(Directions):
Reproduce every one of the following entries word for word.

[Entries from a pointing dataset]
»»

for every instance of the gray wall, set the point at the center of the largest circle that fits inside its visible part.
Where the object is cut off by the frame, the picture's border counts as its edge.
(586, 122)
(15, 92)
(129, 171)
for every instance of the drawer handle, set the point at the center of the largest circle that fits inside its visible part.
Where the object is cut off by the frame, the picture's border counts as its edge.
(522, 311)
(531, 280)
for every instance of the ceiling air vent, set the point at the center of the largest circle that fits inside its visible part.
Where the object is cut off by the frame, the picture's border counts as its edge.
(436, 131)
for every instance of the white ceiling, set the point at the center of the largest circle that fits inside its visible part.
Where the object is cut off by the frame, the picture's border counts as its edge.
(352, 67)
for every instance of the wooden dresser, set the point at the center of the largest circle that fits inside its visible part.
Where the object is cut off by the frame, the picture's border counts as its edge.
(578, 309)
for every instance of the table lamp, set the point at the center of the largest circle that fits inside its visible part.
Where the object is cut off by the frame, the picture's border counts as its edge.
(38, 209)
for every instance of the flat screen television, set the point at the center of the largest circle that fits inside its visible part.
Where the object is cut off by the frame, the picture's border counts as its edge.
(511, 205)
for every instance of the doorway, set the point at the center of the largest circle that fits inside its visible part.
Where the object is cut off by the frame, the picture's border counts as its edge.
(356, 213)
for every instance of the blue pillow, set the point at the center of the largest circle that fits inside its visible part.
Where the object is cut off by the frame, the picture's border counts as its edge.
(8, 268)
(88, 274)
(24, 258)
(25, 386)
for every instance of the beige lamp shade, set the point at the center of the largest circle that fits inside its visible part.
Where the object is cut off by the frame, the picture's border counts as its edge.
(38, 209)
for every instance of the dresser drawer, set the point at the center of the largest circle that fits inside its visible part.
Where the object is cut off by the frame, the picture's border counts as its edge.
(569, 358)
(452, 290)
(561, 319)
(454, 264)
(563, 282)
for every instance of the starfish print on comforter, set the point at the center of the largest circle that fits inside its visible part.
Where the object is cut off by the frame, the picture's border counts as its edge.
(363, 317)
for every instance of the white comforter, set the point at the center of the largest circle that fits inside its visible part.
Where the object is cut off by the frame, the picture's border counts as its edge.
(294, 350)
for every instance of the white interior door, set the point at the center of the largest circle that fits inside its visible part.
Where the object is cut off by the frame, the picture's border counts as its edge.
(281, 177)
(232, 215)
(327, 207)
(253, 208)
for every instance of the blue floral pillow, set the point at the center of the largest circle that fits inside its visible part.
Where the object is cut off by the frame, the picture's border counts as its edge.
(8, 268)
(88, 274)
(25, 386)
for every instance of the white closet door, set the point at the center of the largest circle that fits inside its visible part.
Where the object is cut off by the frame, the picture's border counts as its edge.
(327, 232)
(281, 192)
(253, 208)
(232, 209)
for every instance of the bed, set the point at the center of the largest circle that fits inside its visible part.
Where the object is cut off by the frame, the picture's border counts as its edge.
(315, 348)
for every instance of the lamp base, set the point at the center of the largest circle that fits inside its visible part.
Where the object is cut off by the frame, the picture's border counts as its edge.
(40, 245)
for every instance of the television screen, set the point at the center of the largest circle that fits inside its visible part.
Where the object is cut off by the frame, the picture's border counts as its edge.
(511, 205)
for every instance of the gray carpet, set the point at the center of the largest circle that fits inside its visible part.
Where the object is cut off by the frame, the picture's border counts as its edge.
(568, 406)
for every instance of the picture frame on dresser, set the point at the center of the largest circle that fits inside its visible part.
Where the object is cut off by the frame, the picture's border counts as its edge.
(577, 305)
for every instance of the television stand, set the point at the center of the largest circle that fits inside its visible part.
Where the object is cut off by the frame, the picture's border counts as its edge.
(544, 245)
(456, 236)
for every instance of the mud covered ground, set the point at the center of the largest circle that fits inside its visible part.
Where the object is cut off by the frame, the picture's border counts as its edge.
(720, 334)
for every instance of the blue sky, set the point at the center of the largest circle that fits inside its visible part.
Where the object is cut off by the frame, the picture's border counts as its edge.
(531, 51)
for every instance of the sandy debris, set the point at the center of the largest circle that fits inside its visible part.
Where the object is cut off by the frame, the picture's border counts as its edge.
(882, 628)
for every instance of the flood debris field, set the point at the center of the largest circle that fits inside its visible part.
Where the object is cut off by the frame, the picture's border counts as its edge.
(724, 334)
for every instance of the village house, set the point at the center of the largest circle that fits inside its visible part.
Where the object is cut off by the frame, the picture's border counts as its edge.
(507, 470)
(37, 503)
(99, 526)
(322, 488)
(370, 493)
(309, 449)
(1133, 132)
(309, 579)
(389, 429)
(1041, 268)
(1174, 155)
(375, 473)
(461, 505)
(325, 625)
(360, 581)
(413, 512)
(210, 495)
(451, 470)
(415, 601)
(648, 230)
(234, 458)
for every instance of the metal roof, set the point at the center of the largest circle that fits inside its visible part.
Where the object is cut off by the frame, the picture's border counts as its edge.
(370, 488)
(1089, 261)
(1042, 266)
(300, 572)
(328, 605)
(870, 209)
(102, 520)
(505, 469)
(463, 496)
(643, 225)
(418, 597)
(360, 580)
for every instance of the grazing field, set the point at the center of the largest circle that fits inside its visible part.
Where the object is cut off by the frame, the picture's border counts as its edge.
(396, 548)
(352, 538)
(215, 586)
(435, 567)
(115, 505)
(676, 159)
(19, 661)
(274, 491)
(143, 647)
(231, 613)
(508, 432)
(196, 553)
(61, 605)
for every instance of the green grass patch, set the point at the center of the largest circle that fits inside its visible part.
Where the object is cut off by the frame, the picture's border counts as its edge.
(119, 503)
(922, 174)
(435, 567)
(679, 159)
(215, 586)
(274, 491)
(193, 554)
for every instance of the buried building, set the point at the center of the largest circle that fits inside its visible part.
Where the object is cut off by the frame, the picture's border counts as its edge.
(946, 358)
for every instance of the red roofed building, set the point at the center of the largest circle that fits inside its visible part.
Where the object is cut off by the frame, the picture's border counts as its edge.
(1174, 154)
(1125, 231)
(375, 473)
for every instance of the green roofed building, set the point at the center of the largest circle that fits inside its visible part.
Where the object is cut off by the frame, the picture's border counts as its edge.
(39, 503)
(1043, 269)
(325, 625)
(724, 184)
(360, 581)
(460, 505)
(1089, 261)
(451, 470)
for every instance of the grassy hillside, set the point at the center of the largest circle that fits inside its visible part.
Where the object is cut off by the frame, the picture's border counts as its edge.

««

(Exercise response):
for every instance of the gray wall, set the point at the center of the largest circle that fits inside its visible part.
Where the object is cut off by the frame, the picture's border counts as its edge.
(586, 122)
(15, 92)
(129, 171)
for every instance of the drawer handle, set the point at the center of the largest circle that fits inside its visible part.
Where the object is cut off by the frame, the picture's border counts as its edge.
(522, 311)
(531, 280)
for every instance of the ceiling air vent, set the point at the center of the largest circle that fits inside its visible part.
Where the object is cut off by the frame, the picture's border counts as its edge.
(436, 131)
for every instance of the white ceiling, set the point at the center of the largest circle that fits inside its visible part.
Where the object is cut off by the frame, the picture's border counts as its edge.
(352, 67)
for every instance of the wooden dresser, set the point at the center of the largest circle that fits inside its visible part.
Where the object is cut off by the frame, the picture's border counts as its edge.
(578, 309)
for every instance of the table lamp, set the point at the center of the largest circle that fits inside its visible part.
Where the object is cut off by the frame, the picture's border counts as its edge.
(38, 209)
for every instance of the flat screen television, set the point at the center of the largest circle that fits inside its visible part.
Where the object is cut off by the frame, the picture's border counts as its edge.
(511, 205)
for every instance of the doorway, set the point at the center of the largest circle that fits inside its visible part.
Where the object is cut off by the frame, the picture's border counts as its edge.
(356, 213)
for every instance of the blue pillow, set the point at the center of the largest circle that fits inside its visible part.
Where the object is cut off by the frame, the picture's border counts as its edge.
(8, 268)
(88, 274)
(24, 258)
(25, 386)
for every instance of the beige lamp shade, set the point at the center of the largest circle that fits inside its visible part.
Where the object is cut off by the frame, the picture's border counts as its edge.
(38, 209)
for every instance of the dresser drawer, set the point at the center of the largest circle that fits inside its visible part.
Where the object is cut off by the frame, the picture's border counts as its edge.
(569, 358)
(452, 290)
(561, 319)
(454, 264)
(563, 282)
for every instance of the starfish print on comforter, set the point at the center of the largest circle that fits inside its visible part.
Where the object is cut off by the frame, the picture's border counts as its edge.
(363, 317)
for every instance of the white comforter, set the point at the center of the largest circle that fits inside its visible part.
Where the object is cut off by the frame, the picture's border counts as its edge.
(294, 350)
for every instance of the white interior door, set the point at the center of the largest circle that fits inside its visible part.
Where the object is cut off by the frame, the picture's border counts as its edge.
(281, 177)
(232, 215)
(327, 207)
(253, 208)
for every instance of the blue floral pillow, set the point at the center of the largest circle that fits inside its visible part.
Where the object is cut off by the frame, the picture's border counts as its edge.
(8, 268)
(88, 274)
(25, 386)
for every instance of the white closet door, set the point at the center of the largest circle that fits inside its visible part.
Where the object is cut off by the frame, the picture's border counts as its edge.
(327, 232)
(281, 192)
(253, 208)
(232, 209)
for every instance of the bed, set the point at the center of the largest circle that fits inside its visible part.
Where the object is cut off by the frame, the picture's border counts as its edge.
(315, 348)
for every instance of the lamp base, set the point at the center of the largest circle that fits inside its visible part.
Where the object is cut off by the frame, the picture's border counts as its edge.
(40, 245)
for every instance of the television screen, set the point at the center of the largest circle that fits inside its visible part.
Where the object is cut off by the frame, the picture's border counts as its edge.
(511, 205)
for every instance of the gray carpet, set the point at the center of the largest circle that fits inside its visible part.
Where the object is cut off by the frame, the picture's border counts as its edge.
(568, 406)
for every instance of the picture frame on dresser, set the point at the center of the largest circle that fits inside its visible part.
Where the object is cut off by the frame, the picture's border counts as its edge.
(577, 305)
for every instance of the television stand, set the point at the center of the largest circle that fits inside its visible part.
Where the object is cut off by the frame, the picture's border counts as its edge.
(544, 245)
(456, 236)
for every instance of the mud covered ground, set the point at the center of the largest circle that fits inside its visible part.
Where the object is cut off by the frame, the picture's border counts as its edge.
(720, 334)
for every instance of the blue sky, set the point at the center of the largest circle that fits inside its visible part.
Where the object is cut off by the frame, the picture's border counts as its edge.
(531, 51)
for every instance of the sandy debris, set the point at the center of the largest circle that fits inside its visible part.
Where the object is cut off by the frame, the picture's border counts as its edge.
(882, 628)
for every instance of the flood debris field, set the point at the center of the largest circle that fits inside its visible part.
Where the object is cut off by the frame, the picture's border counts as its edge.
(724, 334)
for every instance of the village house, set the point at the center of the largest circle that fits inside its visible part.
Where the object is cut off by the frame, the picture's border counts as its edge.
(507, 470)
(37, 503)
(99, 526)
(322, 488)
(370, 493)
(309, 449)
(1133, 132)
(309, 579)
(389, 429)
(1041, 268)
(1174, 155)
(375, 473)
(461, 505)
(325, 625)
(360, 581)
(413, 512)
(210, 495)
(451, 470)
(415, 601)
(648, 230)
(234, 458)
for every instance of the metal roof, set the point at the center of the largest circle that fits inside its visible part.
Where the object is cut off by the frame, the picture's border counts as its edge.
(370, 488)
(1089, 261)
(1042, 266)
(300, 572)
(328, 605)
(870, 209)
(102, 520)
(505, 469)
(463, 496)
(643, 225)
(418, 597)
(360, 580)
for every instance of the grazing field, set the point at the center of the largest circle that fits inside its visible part.
Where the object is cut off by the frame, the picture's border counts as its edge.
(396, 548)
(352, 538)
(215, 586)
(435, 567)
(115, 505)
(676, 159)
(19, 661)
(274, 491)
(143, 647)
(231, 613)
(508, 432)
(196, 553)
(61, 605)
for every instance of the green grass patch, set the point at the center of the largest circle that fits inside its visible part.
Where the object is cut off by the frame, the picture's border counts as its edge.
(119, 503)
(922, 174)
(435, 567)
(679, 159)
(215, 586)
(274, 491)
(193, 554)
for every instance of the buried building, set the point at the center of the largest circle that fits inside its visible part.
Where the object is cut off by the frame, the picture's border counts as its edge.
(946, 358)
for every instance of the red roofed building, set the point at the center of the largest circle that fits inside its visible part.
Where the object is cut off by the frame, the picture's border counts as its edge.
(1174, 154)
(1125, 231)
(375, 473)
for every instance of the green roofed building, set the point at the center of the largest circle that fits inside its visible part.
Where the object is cut off by the frame, the picture's border counts as its edge.
(39, 503)
(1043, 269)
(325, 625)
(724, 184)
(360, 581)
(460, 505)
(1089, 261)
(451, 470)
for every instance of the grassy hillside, set the point at the center of the largest circle that fits inside its visible part.
Where the object is cut off by the frame, the picture's border counts as its edge.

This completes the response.